Task statement:
The response must reproduce exactly every line of the material below holding the word "sample".

Supplied data:
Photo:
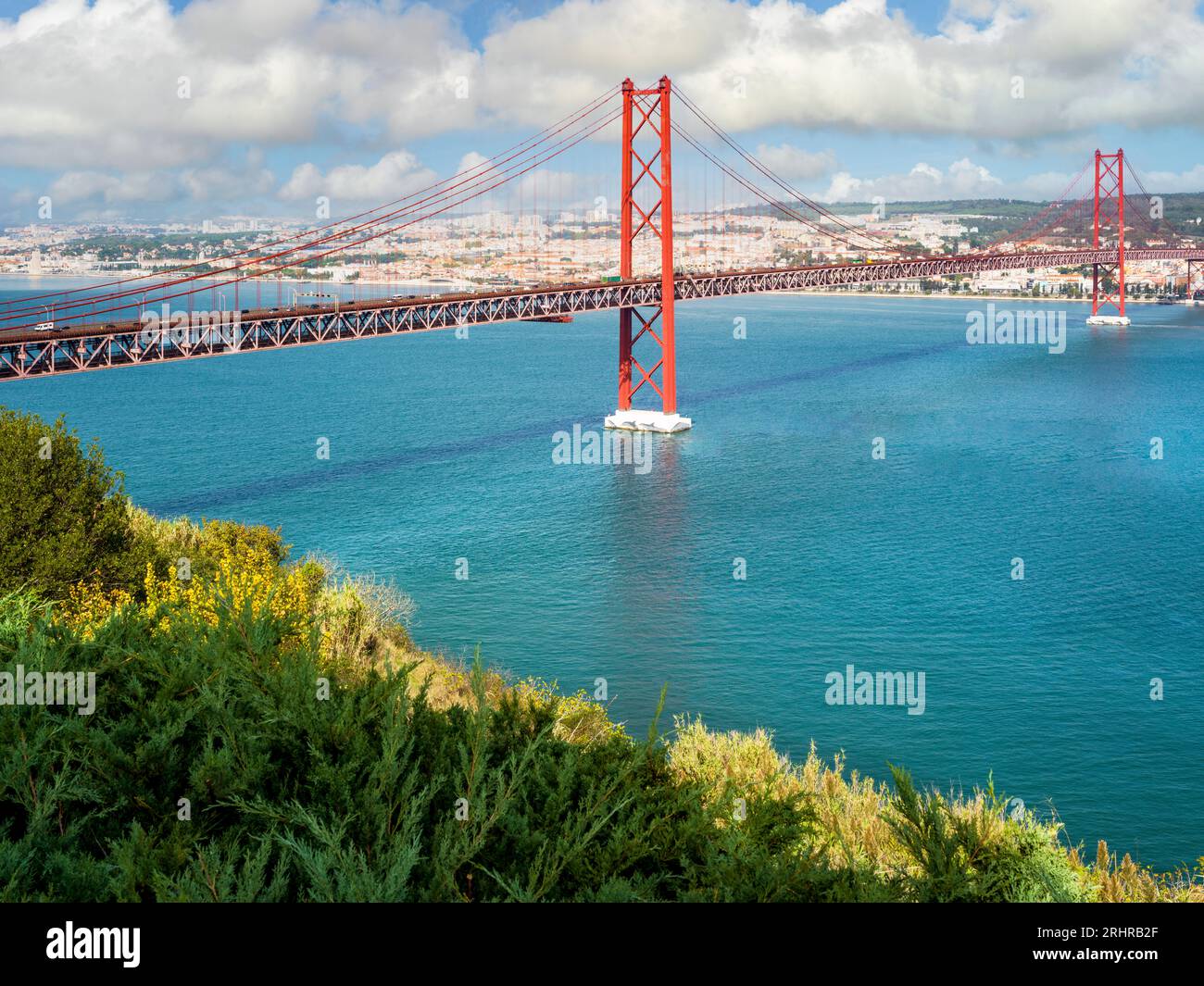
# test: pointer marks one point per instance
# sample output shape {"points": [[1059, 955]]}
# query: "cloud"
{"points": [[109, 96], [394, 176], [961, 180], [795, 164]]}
...
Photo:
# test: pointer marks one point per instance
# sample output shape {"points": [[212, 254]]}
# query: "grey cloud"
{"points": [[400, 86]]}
* * *
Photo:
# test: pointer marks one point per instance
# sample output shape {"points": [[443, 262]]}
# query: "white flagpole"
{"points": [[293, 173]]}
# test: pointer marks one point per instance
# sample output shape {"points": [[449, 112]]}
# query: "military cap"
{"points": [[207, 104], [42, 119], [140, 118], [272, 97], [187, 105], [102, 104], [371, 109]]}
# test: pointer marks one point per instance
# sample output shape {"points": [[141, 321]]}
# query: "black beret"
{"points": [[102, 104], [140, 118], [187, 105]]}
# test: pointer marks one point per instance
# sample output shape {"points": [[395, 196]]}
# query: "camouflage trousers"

Task output:
# sample output shape {"points": [[1059, 955]]}
# sample output shape {"points": [[212, 254]]}
# sample output shape {"points": [[443, 262]]}
# sample output shape {"points": [[449, 112]]}
# sample output shape {"points": [[141, 321]]}
# sample output shape {"points": [[395, 196]]}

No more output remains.